Job: Reproduce every line of the listing below word for word, leaving out the pictures.

Begin Extracted information

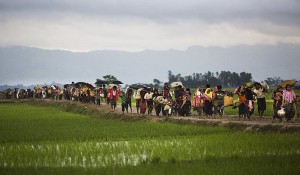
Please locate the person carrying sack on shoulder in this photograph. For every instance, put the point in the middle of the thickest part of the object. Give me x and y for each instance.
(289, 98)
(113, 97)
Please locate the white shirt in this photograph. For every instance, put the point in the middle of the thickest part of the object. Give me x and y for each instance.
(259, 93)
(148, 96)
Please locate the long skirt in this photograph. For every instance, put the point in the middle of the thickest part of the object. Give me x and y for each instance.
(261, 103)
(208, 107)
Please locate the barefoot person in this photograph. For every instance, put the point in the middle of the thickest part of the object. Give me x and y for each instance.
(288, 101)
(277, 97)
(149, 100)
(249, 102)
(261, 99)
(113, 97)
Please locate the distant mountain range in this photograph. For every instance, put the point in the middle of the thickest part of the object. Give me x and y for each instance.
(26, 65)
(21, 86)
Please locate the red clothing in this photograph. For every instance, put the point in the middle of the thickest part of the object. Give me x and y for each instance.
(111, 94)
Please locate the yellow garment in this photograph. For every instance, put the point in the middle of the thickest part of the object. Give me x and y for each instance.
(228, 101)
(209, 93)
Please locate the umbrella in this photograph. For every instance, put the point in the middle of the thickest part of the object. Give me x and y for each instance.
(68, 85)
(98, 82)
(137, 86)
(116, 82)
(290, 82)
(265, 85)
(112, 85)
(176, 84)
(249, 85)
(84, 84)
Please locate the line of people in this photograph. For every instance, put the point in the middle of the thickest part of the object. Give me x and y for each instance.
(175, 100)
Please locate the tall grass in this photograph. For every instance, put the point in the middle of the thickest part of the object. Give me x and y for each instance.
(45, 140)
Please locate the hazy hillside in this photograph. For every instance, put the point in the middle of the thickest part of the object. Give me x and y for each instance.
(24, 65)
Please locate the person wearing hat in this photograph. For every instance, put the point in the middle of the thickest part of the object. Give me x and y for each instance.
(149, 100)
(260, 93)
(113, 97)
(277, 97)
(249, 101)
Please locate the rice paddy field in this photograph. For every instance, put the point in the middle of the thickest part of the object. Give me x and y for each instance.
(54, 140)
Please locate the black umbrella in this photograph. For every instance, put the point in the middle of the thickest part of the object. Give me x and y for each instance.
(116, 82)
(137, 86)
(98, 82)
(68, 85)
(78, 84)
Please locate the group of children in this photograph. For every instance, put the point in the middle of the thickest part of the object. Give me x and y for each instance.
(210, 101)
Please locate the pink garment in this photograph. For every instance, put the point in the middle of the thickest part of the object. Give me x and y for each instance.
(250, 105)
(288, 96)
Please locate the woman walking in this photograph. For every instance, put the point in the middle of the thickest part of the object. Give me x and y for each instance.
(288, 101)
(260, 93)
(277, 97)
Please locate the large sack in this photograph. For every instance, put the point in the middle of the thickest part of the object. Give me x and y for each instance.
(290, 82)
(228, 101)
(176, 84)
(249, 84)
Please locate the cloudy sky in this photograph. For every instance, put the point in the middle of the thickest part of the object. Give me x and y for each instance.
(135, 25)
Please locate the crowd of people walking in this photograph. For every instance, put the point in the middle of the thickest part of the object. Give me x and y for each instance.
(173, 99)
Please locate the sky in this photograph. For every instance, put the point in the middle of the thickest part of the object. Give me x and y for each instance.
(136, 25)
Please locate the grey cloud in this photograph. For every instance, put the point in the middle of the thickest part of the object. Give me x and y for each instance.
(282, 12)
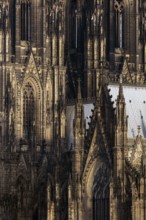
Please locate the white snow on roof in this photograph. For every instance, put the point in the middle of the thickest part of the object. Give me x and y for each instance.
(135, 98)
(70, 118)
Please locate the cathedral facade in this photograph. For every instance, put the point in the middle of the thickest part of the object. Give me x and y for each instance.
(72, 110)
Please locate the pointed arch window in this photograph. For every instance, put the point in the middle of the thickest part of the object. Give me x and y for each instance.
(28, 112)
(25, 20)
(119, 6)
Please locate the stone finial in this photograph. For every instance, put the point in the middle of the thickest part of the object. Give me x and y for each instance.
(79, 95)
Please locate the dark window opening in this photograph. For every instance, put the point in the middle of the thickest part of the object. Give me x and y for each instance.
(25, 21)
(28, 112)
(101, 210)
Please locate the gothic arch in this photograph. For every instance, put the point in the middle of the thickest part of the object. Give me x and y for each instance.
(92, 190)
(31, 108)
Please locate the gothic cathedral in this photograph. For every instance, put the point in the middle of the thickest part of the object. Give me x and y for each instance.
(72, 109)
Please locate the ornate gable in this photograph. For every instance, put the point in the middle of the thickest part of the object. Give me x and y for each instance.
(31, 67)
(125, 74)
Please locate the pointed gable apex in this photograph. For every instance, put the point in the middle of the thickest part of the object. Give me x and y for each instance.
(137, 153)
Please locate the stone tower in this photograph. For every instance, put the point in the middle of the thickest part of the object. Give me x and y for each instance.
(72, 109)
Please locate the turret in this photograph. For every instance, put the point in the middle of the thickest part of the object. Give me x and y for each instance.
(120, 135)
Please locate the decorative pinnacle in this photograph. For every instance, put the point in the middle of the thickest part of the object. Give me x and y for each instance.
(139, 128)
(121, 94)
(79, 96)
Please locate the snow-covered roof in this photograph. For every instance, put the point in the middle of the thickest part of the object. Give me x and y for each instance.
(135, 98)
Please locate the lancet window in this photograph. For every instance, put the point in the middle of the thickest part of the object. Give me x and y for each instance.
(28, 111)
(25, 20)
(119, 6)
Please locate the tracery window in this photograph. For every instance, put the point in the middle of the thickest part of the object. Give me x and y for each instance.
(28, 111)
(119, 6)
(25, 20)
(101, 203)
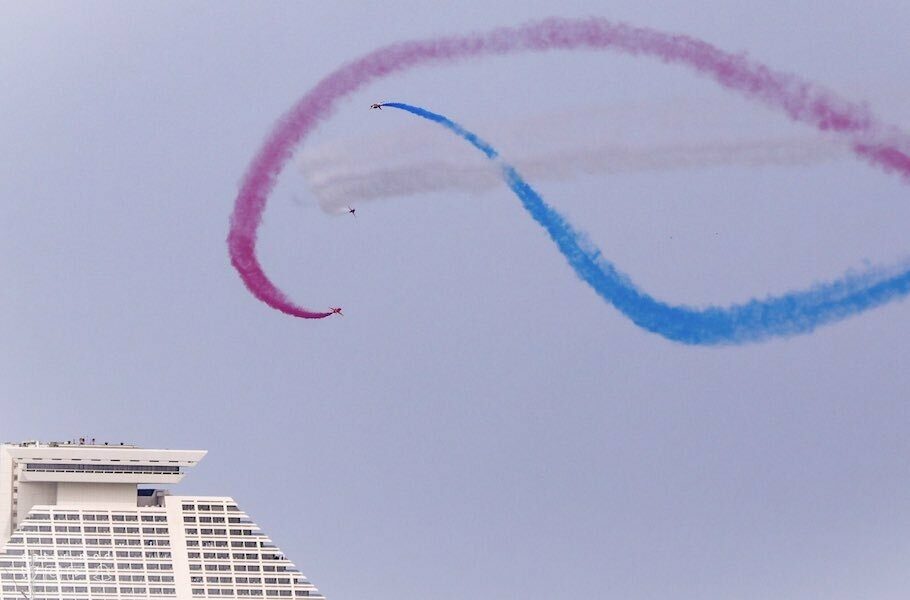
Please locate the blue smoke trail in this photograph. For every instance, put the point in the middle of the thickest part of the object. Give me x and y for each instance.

End Extracted information

Solution to this problem:
Please locate the person carrying sack on shoulder in this photograph. For every instance, put the point in the middle of the thickest part of the object. Give me x and y for each instance.
(289, 98)
(113, 97)
Please locate the white shirt in this photograph. For every instance, put the point in the middle of the thickest part of the object. Give me x and y for each instance.
(259, 93)
(148, 96)
Please locate the long skirt in this photograph. For every instance, put the point in the middle of the thickest part of the object. Give me x and y for each instance.
(261, 103)
(208, 107)
Please locate the barefoot person in this photograph. For every instance, put the point in the middle of the thickest part of the object. Give me x and y for each instance.
(288, 101)
(277, 97)
(149, 100)
(249, 102)
(261, 99)
(113, 97)
Please locate the distant mountain range in this photograph. For every instance, put the point in the middle of the thickest part of the object. Give me x and y for each instance.
(26, 65)
(21, 86)
Please locate the red clothing in this photograph. For every instance, put the point in the middle of the thickest part of the object. Give me x and y for each instance.
(111, 94)
Please locate the yellow garment in this photograph. For every instance, put the point in the middle of the thickest part of the object. Give me x and y for each instance.
(228, 101)
(209, 93)
Please locate the umbrella in this photograph. For every instance, put the point in the middle of the thickest part of the object. Give me x and y for each instance.
(68, 85)
(98, 82)
(137, 86)
(116, 82)
(290, 82)
(265, 85)
(112, 85)
(176, 84)
(249, 85)
(84, 84)
Please locate the line of people in this photograph. For every instance, put the point in the middle of the thickest part of the object. Give me x and y for each instance.
(175, 100)
Please locate the tall grass in this photograph. For every instance, put the point in the middle of the thickest part of the object. Give me x and y for each instance.
(45, 140)
Please locate the hazy hillside in this photograph. For every instance, put the point in the middle of the thickest part of the object. Give me x and y for each instance.
(24, 65)
Please locate the person wearing hat in this photograph. For every instance, put the point in the middle of the thickest part of the object. Give me x and y for each instance.
(149, 100)
(260, 93)
(113, 97)
(277, 97)
(249, 101)
Please locate the rice paddy field in this photograph. For every instance, put the point in the middle of the thickest part of the object. Give me x and y for each instance.
(54, 140)
Please locate the black umbrella in this photograph. For every instance, put the point in the middle of the thickest part of the object. Give me x and y for each instance.
(116, 82)
(137, 86)
(98, 82)
(68, 85)
(78, 84)
Please locate the group of children in this photograph. For every instance, put the point in the middle of the thickest part of the object. Give me x and y for each instance.
(210, 101)
Please locate the pink garment in this photograph. For every instance, put the point in the middle of the thickest part of the object. Give me x and y for each instance.
(250, 105)
(288, 96)
Please locate the woman walking in this photograph. For every instance, put the point in the middle of the thickest part of the object. Give me x and y for each instance.
(288, 101)
(260, 93)
(277, 97)
Please locate the large sack in this photograph. For every instance, put the point in the middle of the thickest part of the object. Give me x and y for each instance.
(290, 82)
(228, 101)
(176, 84)
(249, 84)
Please locate the cloudy sky in this photograph. For every instance, put the point in the middle of the thickest part of the object. Give me x and y for each instance.
(135, 25)
Please locate the crowd of people walking in this photograph. For every instance, put the point in the middle of the thickest part of the object. Give me x and y for each instance.
(173, 99)
Please locate the sky in this photograph. For every instance, put the point in the middle of the thickest part of the object. Give me x and y for each instance.
(136, 25)
Please locate the grey cloud in this photograph. For every instance, put the point in the middle of the thickest part of the object. Give me x and y for each instance.
(282, 12)
Please locate the white snow on roof in this photograph. For every instance, put the point in the middle of the thickest part of the object. Give me x and y for each instance.
(135, 98)
(70, 118)
Please locate the cathedral facade in this photograph. For every instance, put the point in the middle of the thickest part of the object. Give me x and y for each instance.
(72, 110)
Please locate the pointed arch window in this photograph. For every instance, put the point in the middle of the thickest part of the object. Give me x and y for each instance.
(28, 112)
(25, 20)
(119, 6)
Please locate the stone finial in this photograph. For every instance, put the point in the middle of the thickest part of the object. Give me x and y for each instance.
(79, 95)
Please locate the dark window opening in this photograph. For every instance, put the point in the middle of the thickest part of the object. Give me x and y for each instance.
(25, 21)
(28, 112)
(101, 210)
Please locate the gothic arch in this photograph. For every instance, put the point in the middle of the thickest part of the object. Give me x and y for each instance.
(92, 190)
(31, 108)
Please locate the gothic cathedral in this photograph. For every instance, put the point in the middle of the thickest part of the object. Give me x and y for each instance.
(72, 109)
Please locate the ornate gable in this photograph. For every instance, put the point in the middle of the thickest part of the object. Give me x and y for each instance.
(31, 67)
(125, 74)
Please locate the pointed gable apex in this photograph. For every instance, put the point in the middle of the thickest part of the object. Give me x and y for each instance.
(137, 153)
Please locate the stone tower in this photograph. For every instance, put the point in the middle of the thickest part of the object. Give me x and y for each instance.
(72, 109)
Please locate the turret in this photograph. For every instance, put the point in the middle of the thickest part of the object. Give me x and y for each instance.
(120, 135)
Please locate the decorative pinnacle in this photograph. For every instance, put the point in the middle of the thickest part of the object. Give me x and y for each instance.
(139, 128)
(121, 94)
(79, 96)
Please locate the snow-covered roof in this photograph. For every instance, put the point in the middle of the thickest part of the object. Give me x and y for each instance.
(135, 98)
Please locate the lancet window in this photograph. For every instance, put the point in the middle of the thickest part of the object. Give me x and y for each instance.
(28, 111)
(25, 20)
(119, 6)
Please locate the tracery window in this photograph. For every instance, put the point in the middle of the thickest part of the object. Give me x and y for each instance.
(28, 111)
(119, 6)
(25, 20)
(101, 203)
Please locate the blue smoke trail in this photograph. For every instance, put the point in the middle of the thickest part of the object. Give me x and y for each instance.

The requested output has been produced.